◆ **GIVEN PROBLEM**: Every line from the one with "Where can you see the flower petal" through the end of the records below should be restated word for word, and nothing outside that span.

◆ **MATERIALS PROVIDED**:

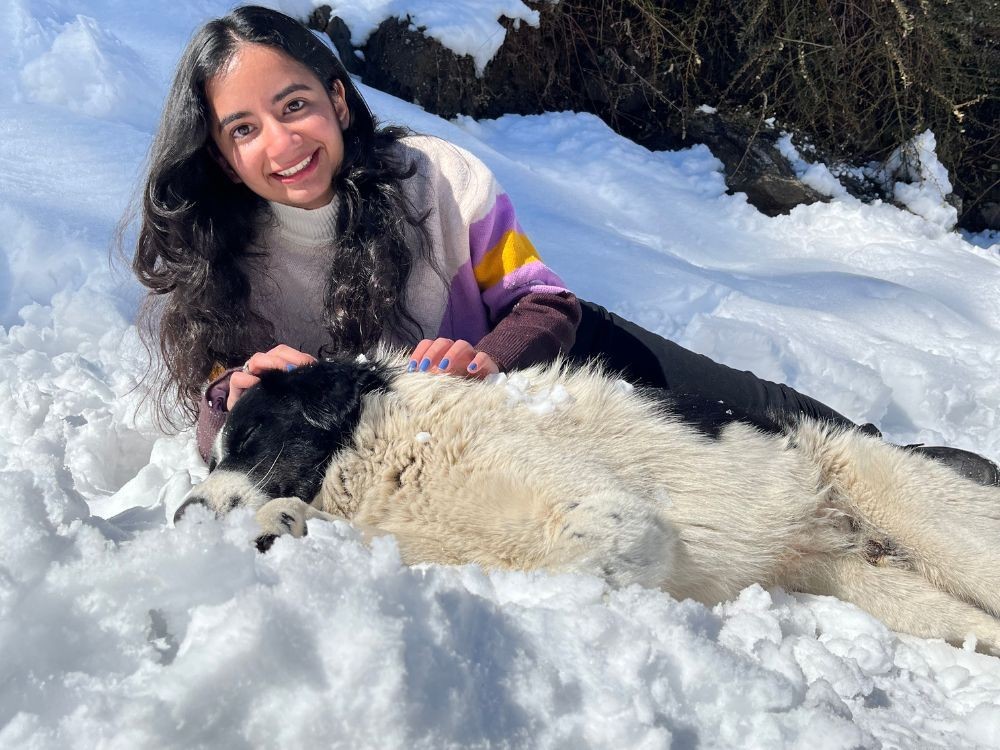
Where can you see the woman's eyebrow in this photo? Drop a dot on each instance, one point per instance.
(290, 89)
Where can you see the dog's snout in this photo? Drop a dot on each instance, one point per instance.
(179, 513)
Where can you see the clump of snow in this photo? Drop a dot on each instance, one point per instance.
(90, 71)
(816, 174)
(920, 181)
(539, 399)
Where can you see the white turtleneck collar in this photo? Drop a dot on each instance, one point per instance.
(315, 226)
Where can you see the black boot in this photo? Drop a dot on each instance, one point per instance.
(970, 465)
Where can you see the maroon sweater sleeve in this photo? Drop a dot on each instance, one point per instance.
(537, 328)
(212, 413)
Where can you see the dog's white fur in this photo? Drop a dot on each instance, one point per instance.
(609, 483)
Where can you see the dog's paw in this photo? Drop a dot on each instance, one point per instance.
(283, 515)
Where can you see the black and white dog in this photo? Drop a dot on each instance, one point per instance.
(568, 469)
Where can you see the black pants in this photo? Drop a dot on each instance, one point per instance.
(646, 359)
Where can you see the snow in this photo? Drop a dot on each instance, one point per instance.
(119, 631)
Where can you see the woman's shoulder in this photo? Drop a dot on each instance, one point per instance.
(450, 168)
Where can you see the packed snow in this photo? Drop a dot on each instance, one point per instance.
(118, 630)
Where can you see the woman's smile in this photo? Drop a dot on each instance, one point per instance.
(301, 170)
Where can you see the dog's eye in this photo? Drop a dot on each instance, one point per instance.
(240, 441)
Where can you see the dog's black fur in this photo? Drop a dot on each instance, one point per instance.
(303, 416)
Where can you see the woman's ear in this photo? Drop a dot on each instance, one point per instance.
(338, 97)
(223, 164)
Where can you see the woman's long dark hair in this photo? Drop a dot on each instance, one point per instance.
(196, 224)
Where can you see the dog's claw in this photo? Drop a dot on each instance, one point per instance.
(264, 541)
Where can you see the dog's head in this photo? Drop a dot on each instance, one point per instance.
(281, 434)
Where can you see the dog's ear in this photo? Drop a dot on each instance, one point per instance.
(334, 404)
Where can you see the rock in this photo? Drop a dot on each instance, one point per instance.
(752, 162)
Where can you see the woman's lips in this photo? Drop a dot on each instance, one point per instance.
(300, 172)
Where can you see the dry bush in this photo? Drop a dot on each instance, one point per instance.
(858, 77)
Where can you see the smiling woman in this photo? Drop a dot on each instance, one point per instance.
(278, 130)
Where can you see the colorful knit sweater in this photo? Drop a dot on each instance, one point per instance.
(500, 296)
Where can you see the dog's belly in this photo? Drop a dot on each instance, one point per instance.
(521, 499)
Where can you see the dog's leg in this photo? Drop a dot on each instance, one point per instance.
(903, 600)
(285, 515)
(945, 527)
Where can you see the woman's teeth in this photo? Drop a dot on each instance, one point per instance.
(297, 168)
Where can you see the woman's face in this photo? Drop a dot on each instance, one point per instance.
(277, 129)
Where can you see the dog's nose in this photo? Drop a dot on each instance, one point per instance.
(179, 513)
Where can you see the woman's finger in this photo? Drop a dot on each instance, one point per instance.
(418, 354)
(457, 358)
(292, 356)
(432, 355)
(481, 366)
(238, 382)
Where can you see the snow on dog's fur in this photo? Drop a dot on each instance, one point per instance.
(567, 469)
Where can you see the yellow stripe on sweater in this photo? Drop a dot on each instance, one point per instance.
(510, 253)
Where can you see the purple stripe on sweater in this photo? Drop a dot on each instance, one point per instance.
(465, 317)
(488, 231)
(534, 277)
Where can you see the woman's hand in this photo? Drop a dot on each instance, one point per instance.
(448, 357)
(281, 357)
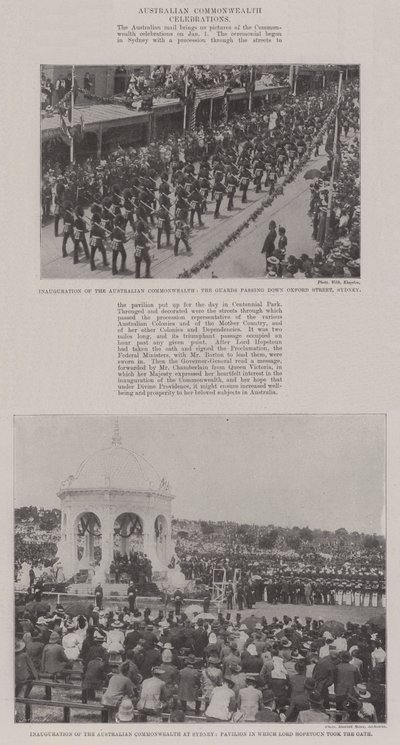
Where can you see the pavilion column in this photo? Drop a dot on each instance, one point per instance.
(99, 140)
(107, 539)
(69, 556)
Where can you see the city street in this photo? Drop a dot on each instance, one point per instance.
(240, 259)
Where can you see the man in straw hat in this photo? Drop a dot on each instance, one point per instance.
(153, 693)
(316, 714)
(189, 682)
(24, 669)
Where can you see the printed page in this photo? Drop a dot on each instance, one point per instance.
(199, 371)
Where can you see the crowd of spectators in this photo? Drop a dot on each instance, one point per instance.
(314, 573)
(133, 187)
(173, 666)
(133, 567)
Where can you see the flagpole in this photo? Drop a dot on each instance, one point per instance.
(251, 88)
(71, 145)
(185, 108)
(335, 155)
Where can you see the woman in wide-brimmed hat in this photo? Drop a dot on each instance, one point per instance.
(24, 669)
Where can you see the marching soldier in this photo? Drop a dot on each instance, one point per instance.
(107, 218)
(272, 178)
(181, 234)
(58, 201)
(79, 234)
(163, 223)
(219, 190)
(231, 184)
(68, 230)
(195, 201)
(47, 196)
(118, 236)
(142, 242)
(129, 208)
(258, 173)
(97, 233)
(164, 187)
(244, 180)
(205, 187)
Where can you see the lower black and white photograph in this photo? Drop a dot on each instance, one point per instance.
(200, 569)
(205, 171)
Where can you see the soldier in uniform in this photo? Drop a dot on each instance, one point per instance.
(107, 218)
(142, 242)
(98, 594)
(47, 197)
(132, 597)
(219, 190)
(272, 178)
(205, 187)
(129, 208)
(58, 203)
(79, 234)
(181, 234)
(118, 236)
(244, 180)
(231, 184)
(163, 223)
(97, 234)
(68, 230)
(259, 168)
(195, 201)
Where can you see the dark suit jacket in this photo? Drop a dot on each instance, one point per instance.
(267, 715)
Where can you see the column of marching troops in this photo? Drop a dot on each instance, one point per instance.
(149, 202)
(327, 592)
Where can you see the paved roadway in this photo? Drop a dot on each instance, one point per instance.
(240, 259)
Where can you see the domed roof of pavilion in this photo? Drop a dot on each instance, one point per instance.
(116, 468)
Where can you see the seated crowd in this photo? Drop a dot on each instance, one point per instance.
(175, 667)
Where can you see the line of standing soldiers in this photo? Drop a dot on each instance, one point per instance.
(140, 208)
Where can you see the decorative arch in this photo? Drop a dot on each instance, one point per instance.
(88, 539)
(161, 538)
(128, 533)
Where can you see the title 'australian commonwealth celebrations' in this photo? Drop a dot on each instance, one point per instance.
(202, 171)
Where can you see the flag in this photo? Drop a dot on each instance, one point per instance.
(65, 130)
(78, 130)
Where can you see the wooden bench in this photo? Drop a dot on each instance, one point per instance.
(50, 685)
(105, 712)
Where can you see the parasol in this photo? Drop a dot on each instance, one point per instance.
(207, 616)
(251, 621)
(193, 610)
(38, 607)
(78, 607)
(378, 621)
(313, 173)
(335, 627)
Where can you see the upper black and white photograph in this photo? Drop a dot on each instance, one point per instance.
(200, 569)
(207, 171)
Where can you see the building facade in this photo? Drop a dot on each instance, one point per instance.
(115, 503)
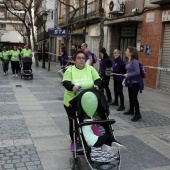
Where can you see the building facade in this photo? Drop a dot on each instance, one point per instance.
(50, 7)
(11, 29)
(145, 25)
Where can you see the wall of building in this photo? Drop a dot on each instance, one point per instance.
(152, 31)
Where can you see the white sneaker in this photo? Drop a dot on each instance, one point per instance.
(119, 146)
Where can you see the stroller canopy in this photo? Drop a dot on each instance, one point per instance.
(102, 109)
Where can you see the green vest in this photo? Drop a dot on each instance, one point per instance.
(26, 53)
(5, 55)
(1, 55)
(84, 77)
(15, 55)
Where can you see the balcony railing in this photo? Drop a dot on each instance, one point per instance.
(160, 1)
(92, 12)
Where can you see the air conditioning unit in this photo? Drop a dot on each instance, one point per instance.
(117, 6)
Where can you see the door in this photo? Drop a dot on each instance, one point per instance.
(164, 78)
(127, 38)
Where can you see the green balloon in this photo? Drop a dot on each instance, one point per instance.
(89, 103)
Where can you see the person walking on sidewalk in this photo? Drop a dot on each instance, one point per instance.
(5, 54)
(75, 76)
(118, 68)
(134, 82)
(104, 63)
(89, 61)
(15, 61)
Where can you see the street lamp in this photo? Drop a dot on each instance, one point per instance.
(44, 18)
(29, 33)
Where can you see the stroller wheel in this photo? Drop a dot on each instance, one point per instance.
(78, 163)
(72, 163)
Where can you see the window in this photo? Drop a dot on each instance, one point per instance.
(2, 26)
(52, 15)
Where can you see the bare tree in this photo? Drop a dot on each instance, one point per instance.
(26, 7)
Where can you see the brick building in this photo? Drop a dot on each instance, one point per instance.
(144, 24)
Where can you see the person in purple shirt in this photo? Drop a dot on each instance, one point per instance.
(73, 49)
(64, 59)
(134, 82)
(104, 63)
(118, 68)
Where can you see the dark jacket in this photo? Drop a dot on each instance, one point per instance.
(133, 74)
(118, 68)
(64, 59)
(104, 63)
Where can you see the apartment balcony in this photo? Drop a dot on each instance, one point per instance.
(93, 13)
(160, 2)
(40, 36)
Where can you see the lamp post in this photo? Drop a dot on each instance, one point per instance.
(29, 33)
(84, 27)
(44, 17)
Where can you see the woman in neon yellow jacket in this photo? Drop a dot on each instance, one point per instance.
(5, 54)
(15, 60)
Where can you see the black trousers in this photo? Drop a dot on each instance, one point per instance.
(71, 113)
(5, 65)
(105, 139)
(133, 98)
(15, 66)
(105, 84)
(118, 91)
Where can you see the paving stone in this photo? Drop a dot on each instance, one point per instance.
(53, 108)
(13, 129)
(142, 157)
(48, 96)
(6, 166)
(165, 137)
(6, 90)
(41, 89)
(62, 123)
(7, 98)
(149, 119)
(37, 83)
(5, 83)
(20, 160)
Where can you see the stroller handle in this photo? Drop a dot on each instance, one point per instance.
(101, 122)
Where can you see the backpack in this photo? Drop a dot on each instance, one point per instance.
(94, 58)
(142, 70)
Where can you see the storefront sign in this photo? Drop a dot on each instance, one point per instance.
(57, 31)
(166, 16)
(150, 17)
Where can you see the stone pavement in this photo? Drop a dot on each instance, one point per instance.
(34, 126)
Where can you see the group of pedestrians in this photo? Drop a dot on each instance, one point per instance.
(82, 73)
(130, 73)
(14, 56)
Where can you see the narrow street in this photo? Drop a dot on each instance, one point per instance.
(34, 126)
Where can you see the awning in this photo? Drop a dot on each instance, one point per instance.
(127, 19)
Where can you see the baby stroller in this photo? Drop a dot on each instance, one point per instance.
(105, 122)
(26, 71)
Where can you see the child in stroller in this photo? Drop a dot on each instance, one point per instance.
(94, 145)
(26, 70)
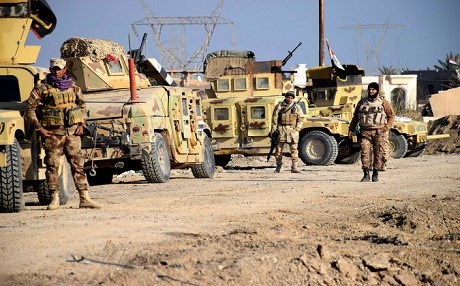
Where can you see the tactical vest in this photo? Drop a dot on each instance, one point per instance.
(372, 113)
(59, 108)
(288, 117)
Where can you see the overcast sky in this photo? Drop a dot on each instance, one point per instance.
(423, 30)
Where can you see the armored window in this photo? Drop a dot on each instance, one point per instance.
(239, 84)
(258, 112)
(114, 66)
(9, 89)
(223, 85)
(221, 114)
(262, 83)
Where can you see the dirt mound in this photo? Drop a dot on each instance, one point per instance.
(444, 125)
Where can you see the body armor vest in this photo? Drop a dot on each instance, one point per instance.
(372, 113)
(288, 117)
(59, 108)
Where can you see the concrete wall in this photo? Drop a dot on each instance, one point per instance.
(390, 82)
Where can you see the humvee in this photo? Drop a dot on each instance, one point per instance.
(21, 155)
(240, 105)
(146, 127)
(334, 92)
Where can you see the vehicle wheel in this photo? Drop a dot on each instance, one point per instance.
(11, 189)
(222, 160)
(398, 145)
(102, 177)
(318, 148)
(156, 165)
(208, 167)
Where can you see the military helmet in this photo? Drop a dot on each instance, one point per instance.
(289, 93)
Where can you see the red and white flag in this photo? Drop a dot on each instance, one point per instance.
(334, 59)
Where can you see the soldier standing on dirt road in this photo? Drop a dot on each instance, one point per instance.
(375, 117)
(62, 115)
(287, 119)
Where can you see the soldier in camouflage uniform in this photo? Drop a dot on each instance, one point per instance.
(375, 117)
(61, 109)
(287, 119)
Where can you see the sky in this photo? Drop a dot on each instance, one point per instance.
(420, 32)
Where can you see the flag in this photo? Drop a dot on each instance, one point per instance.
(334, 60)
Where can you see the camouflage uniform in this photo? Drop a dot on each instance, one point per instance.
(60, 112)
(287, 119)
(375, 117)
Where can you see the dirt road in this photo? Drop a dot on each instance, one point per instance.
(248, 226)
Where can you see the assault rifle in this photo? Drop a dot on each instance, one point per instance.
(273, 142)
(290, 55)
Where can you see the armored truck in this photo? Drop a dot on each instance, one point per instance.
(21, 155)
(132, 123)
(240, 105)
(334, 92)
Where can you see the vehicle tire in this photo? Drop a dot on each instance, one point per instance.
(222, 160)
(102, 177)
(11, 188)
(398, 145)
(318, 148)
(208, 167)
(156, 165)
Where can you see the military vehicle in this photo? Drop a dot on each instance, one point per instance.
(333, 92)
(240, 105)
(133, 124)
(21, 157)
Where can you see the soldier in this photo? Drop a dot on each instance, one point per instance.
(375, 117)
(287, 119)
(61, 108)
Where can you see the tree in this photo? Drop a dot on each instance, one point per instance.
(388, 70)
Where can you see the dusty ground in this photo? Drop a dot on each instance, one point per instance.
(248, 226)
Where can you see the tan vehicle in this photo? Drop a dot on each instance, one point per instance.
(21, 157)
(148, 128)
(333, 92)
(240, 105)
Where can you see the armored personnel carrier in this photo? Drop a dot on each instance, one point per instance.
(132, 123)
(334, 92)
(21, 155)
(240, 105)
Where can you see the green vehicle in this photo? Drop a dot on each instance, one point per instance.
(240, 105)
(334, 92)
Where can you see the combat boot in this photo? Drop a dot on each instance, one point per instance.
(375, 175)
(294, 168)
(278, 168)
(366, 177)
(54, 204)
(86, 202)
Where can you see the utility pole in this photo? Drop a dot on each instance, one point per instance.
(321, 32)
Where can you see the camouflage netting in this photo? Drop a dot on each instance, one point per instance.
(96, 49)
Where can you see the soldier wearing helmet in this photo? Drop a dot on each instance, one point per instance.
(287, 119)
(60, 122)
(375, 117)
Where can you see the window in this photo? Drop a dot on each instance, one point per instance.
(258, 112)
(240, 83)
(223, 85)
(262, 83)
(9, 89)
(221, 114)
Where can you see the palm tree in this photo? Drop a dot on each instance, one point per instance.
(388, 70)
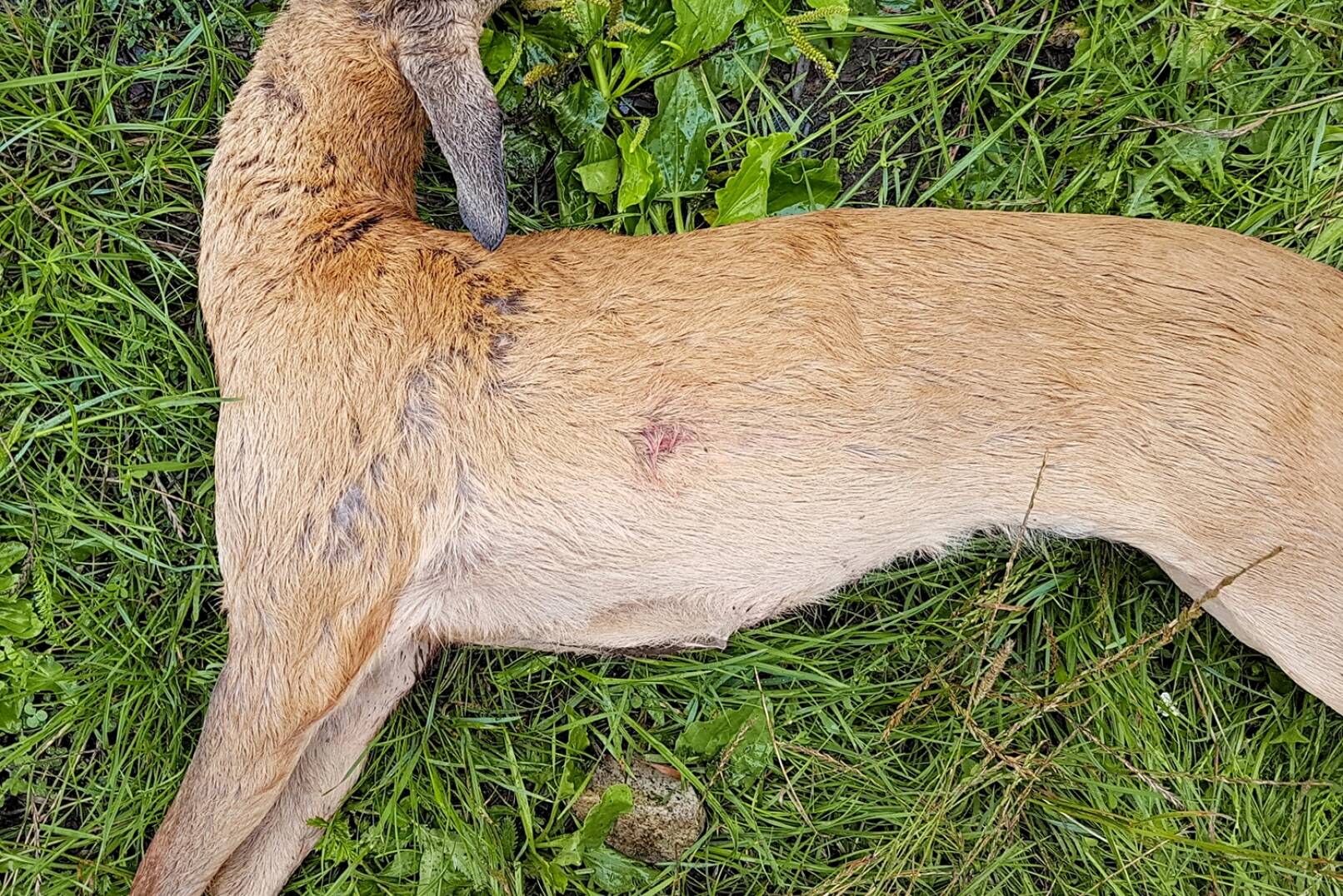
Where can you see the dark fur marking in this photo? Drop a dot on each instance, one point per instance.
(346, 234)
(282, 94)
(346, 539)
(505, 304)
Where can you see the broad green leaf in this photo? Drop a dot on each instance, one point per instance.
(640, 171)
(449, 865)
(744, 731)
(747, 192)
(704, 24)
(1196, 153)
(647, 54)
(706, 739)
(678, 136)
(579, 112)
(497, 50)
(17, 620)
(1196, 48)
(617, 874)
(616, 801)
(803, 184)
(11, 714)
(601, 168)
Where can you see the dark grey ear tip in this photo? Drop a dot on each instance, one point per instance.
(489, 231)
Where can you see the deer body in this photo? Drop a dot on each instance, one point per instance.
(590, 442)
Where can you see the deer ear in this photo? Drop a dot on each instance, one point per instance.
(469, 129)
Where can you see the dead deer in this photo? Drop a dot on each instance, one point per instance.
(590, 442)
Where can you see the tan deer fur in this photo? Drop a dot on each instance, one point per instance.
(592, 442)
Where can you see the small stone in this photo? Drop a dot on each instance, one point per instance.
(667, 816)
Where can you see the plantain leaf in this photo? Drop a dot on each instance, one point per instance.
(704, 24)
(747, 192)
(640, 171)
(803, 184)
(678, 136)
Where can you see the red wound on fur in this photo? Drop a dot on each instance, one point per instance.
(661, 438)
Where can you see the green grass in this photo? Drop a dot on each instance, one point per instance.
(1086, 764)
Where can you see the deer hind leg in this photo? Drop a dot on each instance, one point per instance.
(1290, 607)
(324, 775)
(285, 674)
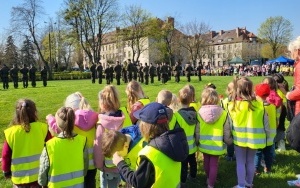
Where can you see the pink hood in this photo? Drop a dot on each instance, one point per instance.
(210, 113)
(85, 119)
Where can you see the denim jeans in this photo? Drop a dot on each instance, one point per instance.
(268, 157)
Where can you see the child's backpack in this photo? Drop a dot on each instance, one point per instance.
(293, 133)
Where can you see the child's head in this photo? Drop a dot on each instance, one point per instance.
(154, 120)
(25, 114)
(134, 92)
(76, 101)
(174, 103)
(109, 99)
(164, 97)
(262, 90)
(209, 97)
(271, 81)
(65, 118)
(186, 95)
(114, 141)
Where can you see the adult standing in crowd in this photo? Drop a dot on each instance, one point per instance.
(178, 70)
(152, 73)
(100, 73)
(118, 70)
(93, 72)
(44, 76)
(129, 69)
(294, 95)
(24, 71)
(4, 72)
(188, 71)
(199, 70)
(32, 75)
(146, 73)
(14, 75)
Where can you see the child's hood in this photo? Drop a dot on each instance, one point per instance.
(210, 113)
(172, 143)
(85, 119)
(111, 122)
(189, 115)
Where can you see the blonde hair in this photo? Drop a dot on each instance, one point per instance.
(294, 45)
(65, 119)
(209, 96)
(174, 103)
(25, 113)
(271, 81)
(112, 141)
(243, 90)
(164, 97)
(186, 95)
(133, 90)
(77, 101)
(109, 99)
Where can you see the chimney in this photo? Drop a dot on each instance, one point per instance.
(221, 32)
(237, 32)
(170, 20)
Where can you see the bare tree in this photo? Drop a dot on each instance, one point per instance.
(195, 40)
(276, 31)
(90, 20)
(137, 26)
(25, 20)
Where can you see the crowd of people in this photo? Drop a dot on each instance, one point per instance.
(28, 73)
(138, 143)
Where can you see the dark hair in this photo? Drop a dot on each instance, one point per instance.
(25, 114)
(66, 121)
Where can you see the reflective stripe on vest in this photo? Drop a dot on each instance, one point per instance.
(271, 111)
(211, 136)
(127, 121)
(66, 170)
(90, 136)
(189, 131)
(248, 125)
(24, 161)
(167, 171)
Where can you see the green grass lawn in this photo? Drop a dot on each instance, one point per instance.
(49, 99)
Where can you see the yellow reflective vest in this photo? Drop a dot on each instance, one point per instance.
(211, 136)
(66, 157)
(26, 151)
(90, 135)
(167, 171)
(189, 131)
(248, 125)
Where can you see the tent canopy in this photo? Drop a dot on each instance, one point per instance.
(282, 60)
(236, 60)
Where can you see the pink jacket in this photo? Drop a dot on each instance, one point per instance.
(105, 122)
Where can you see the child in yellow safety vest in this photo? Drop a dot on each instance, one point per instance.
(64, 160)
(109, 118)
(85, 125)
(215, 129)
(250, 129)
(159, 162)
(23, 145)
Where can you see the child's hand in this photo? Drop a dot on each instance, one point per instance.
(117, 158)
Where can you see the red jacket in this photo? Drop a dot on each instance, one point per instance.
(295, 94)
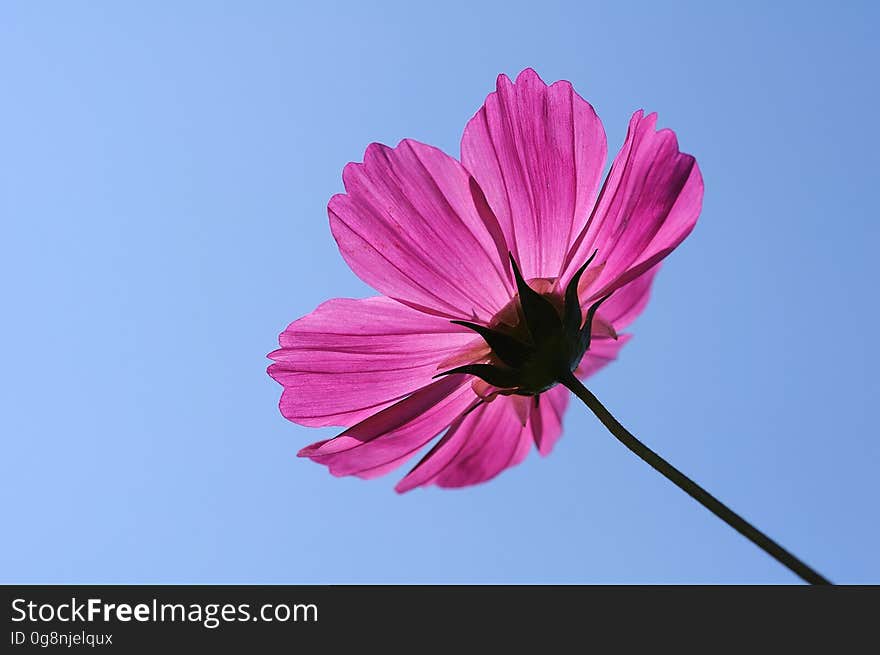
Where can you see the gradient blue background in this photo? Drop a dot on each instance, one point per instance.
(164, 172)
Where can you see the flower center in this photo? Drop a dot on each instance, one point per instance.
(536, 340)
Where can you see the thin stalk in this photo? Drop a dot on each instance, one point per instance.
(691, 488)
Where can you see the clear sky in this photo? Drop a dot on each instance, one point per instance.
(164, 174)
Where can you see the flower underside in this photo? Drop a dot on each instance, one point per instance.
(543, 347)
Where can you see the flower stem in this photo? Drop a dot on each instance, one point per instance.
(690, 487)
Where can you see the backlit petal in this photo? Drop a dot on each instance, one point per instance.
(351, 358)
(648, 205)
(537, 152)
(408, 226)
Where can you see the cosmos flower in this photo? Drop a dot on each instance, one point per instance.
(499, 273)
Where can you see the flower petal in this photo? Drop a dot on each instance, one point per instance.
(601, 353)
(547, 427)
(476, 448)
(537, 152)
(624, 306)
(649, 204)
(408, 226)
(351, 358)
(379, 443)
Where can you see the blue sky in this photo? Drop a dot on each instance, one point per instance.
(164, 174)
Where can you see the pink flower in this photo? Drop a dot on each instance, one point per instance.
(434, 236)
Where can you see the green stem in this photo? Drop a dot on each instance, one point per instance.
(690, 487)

◆ **THE ANSWER**:
Where can you see the flower petal in this photo? Drop a dot on each instance, one point per instance.
(601, 353)
(547, 427)
(476, 448)
(537, 152)
(624, 306)
(649, 204)
(408, 226)
(351, 358)
(379, 443)
Where can you see the blue sky in this photo? Drop a dot on each instance, one point per instance.
(164, 174)
Where can you see the pink flower in this photo? Drop a dot on each instance, one point per instance.
(434, 236)
Where can you see the green stem in this photo? Drop a dot on each instance, one point per instance.
(690, 487)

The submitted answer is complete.